TO BE DONE: Pictures excluded, copy word for word the lines from the one holding "Expected: for each instance of the fruit" through the last line below.

DATA FOR PROCESSING:

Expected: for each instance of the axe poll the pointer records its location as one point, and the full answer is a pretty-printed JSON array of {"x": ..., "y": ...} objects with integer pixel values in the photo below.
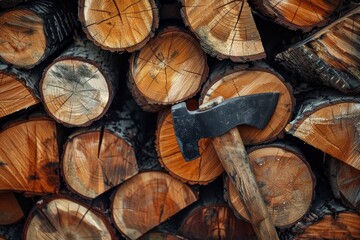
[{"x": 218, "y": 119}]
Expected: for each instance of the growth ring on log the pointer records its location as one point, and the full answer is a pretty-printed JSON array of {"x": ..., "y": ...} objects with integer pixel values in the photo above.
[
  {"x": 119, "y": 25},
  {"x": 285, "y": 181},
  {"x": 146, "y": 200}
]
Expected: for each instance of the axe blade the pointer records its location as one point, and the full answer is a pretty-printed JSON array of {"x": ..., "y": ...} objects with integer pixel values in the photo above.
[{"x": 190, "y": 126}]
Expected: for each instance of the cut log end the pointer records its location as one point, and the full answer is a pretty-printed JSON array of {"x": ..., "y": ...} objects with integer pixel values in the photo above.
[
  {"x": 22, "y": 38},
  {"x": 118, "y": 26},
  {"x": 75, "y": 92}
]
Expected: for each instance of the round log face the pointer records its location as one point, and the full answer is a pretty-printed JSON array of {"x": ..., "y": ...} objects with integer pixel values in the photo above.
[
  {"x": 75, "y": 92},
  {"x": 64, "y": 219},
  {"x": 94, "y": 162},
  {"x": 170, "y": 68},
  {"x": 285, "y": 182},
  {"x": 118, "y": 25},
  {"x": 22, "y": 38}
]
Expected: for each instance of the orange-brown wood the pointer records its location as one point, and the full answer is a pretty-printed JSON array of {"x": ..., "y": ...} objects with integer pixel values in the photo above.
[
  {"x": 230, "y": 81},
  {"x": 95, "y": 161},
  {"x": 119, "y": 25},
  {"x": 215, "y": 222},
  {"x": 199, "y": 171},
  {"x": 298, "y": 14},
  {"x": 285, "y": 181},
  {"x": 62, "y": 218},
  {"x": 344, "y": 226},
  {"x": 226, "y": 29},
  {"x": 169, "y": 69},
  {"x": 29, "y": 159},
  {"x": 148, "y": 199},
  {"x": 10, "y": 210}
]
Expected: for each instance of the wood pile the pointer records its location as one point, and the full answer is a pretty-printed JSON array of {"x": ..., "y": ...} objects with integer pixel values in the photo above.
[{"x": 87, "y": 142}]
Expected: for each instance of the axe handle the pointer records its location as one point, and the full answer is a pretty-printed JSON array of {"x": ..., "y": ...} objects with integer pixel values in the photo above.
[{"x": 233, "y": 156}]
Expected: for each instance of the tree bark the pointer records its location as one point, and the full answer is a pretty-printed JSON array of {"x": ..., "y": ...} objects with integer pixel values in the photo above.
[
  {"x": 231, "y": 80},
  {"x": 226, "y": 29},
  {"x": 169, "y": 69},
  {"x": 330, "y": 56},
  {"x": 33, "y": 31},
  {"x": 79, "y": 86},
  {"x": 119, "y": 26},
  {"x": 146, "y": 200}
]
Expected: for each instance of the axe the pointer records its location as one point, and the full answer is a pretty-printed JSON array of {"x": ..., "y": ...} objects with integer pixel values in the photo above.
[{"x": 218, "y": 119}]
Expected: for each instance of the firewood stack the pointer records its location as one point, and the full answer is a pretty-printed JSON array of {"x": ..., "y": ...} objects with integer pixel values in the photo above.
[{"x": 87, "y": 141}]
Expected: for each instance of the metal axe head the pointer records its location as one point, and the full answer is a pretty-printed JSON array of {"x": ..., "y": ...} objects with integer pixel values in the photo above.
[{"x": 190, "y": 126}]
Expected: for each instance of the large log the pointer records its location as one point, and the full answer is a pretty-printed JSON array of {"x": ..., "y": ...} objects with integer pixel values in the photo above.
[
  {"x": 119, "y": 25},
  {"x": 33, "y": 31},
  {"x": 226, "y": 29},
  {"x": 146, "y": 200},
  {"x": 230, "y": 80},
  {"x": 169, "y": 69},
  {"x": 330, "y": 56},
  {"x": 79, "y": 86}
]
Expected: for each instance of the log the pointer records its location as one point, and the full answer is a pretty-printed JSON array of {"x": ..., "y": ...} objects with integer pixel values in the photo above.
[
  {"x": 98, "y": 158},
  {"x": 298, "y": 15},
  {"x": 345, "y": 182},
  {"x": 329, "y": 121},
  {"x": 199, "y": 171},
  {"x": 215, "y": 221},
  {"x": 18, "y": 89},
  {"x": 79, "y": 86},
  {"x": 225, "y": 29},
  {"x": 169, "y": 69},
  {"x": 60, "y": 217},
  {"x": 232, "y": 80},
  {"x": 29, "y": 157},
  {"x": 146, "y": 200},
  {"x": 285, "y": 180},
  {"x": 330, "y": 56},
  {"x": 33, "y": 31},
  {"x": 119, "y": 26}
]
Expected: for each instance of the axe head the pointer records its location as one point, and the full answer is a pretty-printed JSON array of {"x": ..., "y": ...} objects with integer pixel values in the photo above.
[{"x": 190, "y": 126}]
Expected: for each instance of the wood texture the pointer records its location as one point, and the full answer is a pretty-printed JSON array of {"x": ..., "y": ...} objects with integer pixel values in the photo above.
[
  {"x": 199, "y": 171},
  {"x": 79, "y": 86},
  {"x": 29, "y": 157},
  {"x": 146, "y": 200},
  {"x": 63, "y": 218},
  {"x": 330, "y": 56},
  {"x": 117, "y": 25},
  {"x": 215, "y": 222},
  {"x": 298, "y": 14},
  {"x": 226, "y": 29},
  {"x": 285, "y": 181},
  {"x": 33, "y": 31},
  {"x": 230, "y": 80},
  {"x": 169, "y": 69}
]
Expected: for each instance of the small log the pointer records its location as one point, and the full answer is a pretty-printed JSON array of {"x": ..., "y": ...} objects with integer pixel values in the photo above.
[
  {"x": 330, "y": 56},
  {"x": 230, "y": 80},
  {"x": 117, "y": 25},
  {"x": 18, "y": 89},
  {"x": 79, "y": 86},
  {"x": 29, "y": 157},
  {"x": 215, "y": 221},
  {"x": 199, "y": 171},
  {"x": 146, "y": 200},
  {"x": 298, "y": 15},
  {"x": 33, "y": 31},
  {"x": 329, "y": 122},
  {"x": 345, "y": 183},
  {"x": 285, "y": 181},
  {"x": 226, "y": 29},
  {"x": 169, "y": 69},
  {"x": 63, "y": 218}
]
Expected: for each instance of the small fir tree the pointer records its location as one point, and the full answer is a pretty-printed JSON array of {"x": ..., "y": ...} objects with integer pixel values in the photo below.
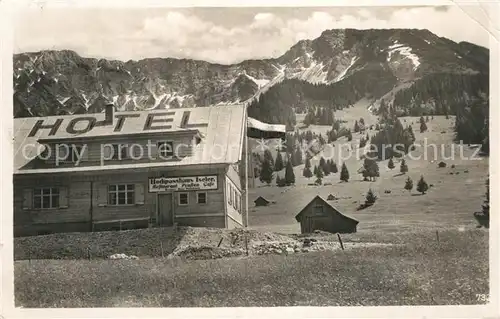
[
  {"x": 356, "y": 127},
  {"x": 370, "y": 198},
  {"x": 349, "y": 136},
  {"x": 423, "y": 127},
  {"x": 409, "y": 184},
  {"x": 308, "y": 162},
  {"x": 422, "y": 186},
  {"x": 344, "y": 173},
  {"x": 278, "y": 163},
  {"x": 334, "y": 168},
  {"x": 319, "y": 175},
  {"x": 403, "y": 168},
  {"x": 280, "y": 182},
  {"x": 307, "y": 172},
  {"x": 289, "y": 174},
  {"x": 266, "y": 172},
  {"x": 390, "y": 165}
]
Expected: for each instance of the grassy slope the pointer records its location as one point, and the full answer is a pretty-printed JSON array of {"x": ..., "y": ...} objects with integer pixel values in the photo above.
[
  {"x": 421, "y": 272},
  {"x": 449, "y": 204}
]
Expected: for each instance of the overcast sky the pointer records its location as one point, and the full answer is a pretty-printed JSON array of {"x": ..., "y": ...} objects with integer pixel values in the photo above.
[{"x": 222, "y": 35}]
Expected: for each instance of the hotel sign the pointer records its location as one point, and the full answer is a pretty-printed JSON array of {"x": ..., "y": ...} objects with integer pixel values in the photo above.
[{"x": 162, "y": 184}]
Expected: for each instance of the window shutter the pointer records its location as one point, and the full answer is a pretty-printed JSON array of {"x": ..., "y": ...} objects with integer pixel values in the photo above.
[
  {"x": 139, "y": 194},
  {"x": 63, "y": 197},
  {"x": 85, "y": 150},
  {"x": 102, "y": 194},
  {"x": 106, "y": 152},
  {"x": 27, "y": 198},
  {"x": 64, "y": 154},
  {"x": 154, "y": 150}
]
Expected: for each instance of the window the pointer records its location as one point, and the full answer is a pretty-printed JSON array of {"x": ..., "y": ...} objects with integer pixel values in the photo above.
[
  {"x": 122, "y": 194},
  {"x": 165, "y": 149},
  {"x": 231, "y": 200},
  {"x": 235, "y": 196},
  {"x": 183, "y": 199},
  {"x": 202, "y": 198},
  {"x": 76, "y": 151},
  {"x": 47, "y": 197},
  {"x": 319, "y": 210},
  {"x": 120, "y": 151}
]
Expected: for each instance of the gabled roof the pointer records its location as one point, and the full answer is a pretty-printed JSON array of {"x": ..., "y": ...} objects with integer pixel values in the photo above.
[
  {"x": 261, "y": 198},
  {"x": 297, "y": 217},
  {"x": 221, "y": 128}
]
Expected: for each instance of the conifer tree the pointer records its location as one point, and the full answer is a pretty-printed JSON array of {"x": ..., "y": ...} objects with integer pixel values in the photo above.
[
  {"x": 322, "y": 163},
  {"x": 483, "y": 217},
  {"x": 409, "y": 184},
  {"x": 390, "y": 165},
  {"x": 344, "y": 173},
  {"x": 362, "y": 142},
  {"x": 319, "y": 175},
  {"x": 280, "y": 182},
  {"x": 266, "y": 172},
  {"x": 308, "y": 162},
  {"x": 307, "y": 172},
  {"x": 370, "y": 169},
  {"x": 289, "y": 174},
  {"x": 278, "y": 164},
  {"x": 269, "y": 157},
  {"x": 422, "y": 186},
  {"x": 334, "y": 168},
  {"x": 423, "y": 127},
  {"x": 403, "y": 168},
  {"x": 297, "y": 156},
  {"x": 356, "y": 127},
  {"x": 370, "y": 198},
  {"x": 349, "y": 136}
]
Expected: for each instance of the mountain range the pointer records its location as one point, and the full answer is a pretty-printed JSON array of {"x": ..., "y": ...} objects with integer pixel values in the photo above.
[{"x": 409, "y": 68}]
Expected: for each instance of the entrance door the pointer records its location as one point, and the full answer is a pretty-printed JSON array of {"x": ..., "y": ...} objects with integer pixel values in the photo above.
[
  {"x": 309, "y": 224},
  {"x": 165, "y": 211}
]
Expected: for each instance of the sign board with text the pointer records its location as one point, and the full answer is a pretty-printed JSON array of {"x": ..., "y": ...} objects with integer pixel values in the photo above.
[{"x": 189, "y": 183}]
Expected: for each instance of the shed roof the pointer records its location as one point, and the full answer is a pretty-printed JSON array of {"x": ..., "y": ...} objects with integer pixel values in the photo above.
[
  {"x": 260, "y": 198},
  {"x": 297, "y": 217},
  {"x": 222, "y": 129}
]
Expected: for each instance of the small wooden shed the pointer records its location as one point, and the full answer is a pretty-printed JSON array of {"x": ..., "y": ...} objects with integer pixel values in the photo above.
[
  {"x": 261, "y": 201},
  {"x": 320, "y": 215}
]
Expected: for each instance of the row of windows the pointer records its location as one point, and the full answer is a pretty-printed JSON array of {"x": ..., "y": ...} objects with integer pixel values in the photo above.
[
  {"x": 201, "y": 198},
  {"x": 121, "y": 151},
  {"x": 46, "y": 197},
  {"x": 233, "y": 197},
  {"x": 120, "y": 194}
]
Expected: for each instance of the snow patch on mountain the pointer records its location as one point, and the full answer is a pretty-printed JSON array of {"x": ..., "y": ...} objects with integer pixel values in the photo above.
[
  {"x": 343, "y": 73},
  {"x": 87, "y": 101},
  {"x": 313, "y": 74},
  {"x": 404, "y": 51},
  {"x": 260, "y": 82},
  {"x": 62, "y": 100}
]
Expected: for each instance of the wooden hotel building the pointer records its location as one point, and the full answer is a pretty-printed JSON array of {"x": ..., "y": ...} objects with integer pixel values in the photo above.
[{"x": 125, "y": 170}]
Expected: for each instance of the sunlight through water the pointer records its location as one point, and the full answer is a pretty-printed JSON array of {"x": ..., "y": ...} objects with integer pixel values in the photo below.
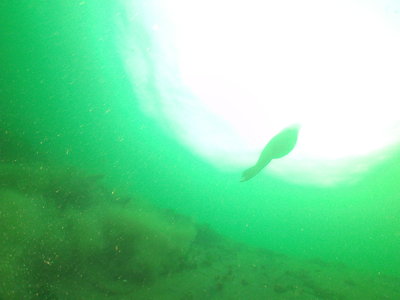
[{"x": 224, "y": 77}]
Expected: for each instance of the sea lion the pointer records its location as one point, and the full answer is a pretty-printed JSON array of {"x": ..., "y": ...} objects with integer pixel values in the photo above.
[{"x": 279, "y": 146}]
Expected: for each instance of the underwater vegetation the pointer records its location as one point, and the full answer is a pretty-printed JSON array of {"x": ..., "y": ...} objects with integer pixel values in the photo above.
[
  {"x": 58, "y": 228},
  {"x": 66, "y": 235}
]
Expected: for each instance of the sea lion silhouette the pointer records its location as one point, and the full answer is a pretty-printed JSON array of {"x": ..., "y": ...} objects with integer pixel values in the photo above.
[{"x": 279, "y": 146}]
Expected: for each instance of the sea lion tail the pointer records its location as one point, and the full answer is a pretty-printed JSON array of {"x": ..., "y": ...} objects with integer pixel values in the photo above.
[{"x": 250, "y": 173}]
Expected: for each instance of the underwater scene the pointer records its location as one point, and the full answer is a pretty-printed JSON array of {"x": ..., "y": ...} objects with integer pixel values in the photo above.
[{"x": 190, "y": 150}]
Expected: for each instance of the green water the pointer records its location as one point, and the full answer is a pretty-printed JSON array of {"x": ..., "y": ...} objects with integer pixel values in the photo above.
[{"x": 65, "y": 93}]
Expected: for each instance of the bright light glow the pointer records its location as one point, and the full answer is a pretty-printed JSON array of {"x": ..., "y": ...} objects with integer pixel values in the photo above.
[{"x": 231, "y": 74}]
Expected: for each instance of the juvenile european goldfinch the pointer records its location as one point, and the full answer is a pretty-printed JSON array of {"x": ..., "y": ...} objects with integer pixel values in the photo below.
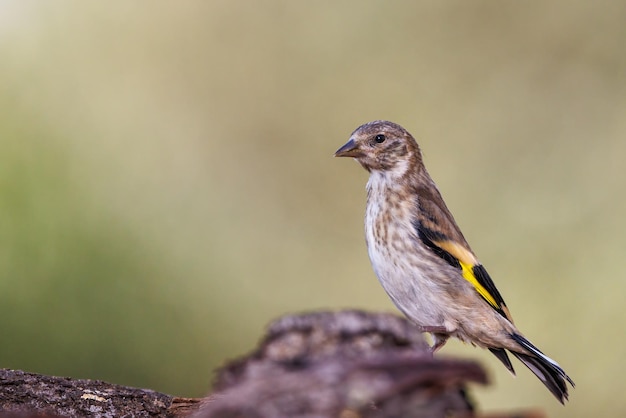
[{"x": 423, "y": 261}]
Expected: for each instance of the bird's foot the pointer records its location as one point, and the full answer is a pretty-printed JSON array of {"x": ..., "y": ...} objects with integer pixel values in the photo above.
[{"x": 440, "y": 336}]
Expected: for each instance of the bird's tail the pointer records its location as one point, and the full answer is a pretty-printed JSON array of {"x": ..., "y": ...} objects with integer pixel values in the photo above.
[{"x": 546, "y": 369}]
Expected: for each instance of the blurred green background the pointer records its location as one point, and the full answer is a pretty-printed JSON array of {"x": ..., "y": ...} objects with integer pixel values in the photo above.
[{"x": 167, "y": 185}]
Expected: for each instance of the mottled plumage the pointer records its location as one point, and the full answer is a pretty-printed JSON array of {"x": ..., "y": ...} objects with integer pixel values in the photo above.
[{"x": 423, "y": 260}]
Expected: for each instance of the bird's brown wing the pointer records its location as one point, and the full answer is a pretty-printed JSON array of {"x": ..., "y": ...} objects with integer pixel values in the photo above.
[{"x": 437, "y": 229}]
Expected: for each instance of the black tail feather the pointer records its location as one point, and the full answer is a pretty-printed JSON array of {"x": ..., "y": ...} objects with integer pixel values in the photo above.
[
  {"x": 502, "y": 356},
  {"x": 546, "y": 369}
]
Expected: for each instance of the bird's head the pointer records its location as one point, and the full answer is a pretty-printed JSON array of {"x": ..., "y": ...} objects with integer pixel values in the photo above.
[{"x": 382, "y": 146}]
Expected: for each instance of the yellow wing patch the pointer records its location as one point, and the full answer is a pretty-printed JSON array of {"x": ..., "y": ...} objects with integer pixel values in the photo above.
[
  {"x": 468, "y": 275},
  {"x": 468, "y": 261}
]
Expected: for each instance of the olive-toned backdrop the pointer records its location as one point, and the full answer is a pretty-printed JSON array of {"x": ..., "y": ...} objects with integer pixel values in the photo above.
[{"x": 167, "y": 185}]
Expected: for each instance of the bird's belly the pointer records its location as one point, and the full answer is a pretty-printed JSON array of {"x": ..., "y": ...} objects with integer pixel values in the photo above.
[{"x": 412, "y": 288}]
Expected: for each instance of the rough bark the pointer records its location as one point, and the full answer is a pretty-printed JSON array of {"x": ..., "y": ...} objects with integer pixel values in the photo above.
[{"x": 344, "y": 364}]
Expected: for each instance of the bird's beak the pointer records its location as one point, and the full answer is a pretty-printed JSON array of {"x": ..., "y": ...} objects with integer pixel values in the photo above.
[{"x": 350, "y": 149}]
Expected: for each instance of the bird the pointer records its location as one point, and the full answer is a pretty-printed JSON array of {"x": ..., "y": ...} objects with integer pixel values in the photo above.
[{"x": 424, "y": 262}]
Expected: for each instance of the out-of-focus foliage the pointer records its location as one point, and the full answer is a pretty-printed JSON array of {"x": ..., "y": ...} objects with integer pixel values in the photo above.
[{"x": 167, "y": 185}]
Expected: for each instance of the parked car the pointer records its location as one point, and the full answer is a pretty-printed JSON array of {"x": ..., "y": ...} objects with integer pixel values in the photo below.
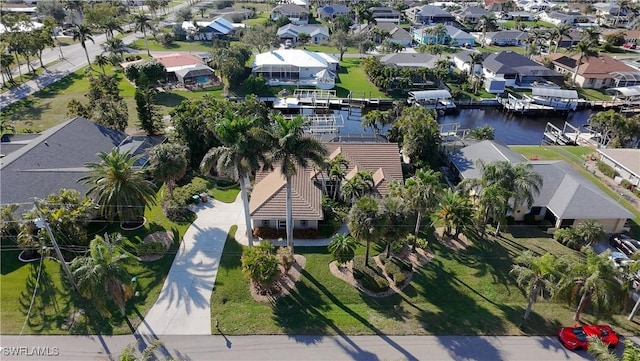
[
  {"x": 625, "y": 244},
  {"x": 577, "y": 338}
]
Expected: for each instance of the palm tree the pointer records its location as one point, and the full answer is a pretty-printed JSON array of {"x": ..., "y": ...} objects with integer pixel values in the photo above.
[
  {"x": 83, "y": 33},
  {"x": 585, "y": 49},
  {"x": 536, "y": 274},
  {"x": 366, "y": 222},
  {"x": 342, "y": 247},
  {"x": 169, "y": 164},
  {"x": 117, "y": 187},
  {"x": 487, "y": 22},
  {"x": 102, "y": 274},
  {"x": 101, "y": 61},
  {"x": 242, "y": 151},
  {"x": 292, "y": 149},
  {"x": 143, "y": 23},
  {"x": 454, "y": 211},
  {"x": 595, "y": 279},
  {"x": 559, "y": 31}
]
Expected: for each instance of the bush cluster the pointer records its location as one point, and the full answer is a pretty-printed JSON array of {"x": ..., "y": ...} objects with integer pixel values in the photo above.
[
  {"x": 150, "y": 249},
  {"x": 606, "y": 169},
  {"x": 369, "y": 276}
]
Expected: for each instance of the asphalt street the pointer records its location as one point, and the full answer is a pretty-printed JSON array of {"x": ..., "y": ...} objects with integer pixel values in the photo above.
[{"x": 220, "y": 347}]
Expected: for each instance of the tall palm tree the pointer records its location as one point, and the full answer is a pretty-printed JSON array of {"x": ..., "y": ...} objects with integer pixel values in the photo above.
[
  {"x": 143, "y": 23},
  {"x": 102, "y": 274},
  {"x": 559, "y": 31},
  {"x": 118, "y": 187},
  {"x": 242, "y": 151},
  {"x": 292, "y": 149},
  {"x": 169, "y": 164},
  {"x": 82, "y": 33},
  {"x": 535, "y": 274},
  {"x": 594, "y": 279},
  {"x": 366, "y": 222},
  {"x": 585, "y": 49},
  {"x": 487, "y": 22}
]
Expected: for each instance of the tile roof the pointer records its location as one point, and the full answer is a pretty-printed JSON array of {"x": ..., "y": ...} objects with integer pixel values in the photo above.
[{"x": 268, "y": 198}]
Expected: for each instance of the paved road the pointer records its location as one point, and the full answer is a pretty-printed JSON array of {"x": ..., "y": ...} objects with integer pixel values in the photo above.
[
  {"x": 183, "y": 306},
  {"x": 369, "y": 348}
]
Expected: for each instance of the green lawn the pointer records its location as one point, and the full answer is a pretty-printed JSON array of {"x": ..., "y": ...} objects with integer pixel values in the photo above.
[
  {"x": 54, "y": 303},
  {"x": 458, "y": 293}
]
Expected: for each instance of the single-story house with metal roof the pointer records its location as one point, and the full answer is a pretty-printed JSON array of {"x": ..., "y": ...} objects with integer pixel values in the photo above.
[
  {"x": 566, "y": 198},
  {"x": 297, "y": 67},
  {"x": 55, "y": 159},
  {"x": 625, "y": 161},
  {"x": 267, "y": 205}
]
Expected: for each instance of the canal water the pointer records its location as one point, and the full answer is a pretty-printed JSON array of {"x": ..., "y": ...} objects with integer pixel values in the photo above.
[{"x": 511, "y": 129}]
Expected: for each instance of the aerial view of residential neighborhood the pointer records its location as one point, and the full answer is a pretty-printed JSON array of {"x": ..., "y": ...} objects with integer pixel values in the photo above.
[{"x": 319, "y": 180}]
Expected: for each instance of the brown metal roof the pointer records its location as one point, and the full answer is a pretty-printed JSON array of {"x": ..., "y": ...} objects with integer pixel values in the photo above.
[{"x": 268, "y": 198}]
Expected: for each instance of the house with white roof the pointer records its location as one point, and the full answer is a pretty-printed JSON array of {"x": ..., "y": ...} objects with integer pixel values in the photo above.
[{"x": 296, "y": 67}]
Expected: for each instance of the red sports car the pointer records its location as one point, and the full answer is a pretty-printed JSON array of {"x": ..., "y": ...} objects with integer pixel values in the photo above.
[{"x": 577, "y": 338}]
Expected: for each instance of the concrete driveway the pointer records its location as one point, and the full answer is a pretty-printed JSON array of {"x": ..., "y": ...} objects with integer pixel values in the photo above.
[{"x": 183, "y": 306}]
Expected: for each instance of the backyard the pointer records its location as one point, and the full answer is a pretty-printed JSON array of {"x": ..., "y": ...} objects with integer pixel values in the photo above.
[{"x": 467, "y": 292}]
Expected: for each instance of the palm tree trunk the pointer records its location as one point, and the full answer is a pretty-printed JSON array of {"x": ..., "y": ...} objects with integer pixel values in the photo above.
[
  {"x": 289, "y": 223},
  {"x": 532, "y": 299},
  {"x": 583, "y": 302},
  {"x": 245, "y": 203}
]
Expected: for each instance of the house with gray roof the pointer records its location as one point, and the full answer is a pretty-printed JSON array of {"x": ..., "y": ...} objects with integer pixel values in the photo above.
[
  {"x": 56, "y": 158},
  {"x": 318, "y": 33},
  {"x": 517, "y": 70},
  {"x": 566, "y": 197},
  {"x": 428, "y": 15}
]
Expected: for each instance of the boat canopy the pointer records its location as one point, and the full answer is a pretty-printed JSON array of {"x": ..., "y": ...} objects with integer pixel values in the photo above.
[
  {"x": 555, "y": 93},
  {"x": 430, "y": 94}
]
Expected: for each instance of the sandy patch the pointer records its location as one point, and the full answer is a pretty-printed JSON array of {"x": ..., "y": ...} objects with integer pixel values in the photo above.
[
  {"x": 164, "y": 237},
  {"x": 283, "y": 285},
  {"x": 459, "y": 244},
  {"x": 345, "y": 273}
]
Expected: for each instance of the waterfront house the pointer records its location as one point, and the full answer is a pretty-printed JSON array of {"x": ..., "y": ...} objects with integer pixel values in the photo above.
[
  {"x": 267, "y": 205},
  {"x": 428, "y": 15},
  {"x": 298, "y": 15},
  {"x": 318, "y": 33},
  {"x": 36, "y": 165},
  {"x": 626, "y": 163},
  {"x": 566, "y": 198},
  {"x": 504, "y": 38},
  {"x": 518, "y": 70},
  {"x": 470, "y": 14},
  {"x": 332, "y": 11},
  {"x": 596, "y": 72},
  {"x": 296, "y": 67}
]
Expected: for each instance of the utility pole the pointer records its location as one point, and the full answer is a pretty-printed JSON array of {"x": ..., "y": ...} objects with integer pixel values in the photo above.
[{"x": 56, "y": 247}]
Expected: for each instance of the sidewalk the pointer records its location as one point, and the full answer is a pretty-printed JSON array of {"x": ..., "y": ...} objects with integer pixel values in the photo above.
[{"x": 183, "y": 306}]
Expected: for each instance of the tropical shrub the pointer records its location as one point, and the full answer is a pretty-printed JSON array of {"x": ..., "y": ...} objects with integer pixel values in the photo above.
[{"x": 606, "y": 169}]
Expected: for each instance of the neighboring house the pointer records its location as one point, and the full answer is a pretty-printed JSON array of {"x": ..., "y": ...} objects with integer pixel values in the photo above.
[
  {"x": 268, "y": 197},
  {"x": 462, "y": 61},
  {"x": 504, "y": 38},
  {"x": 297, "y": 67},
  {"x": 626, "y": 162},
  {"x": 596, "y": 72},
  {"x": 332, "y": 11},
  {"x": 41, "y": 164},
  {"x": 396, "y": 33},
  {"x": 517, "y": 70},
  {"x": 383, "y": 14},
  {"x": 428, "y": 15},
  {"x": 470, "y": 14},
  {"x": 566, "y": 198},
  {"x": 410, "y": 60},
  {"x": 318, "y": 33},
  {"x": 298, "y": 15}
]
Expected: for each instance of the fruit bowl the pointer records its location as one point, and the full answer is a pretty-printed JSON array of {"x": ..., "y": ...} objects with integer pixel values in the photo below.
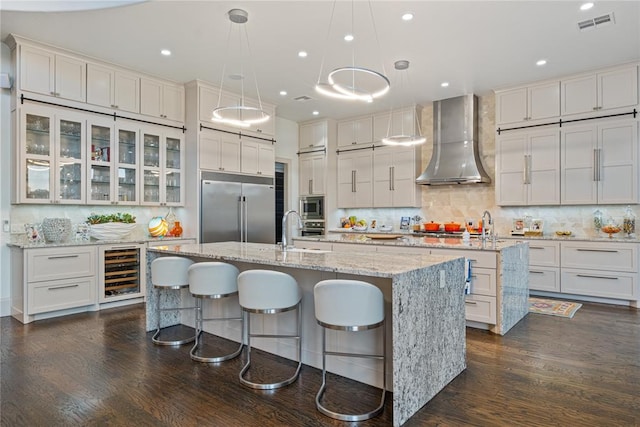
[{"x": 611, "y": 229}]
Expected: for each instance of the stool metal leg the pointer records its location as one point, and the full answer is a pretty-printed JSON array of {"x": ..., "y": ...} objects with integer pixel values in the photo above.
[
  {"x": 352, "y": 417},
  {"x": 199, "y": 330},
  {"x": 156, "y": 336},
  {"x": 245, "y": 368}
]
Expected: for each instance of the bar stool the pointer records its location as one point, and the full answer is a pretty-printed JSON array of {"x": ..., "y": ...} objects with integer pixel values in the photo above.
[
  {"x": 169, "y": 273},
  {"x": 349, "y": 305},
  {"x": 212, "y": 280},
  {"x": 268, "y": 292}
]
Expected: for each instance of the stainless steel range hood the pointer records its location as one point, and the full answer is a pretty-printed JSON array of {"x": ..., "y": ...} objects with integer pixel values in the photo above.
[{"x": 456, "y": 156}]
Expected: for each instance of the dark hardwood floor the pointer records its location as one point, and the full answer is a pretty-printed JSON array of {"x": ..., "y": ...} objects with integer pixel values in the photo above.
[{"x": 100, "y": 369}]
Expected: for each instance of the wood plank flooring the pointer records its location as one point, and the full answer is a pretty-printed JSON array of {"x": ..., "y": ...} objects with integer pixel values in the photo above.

TASK RESPONSE:
Expected: for each instance of the fruit bowl the pointer records its location as one point, and the full answer is a pretty-printed JSON array of {"x": ..., "y": ...} objects with integer pixel values in the photo below.
[{"x": 611, "y": 229}]
Expected: for each instance of the stool metal leg the pointer records its location as one point, and the full answer is a pretty-printed JSON array of {"x": ..., "y": ...} objects with integer pixel values in the photo above.
[
  {"x": 352, "y": 417},
  {"x": 199, "y": 330},
  {"x": 156, "y": 336},
  {"x": 245, "y": 368}
]
Expected: for each instance of the bar stool the pointer records its location as one point, and the full answer is a pretty-printed JSON array of {"x": ..., "y": ...} objects with integer pixel values in the photo above.
[
  {"x": 169, "y": 273},
  {"x": 349, "y": 305},
  {"x": 212, "y": 280},
  {"x": 268, "y": 292}
]
Expected: for each instance of the stainless steel range hood the pointer records its location as one point, and the full answer is a pretty-printed JSON array of {"x": ..., "y": ...} objects with integer pixel values in the photo above.
[{"x": 456, "y": 156}]
Expected: for each instance of the dark hardwood floor the pointer records its location as one point, and the full answer is a pretty-printed JSON array of {"x": ..., "y": ...} objects with integer pixel values in the photo above.
[{"x": 100, "y": 369}]
Expected: for each instance of the wood plank flooring the pointer records its location as one point, and the full answer is a pretty-printed JSON array of {"x": ..., "y": ...} objects with integer pixel values in the photo above.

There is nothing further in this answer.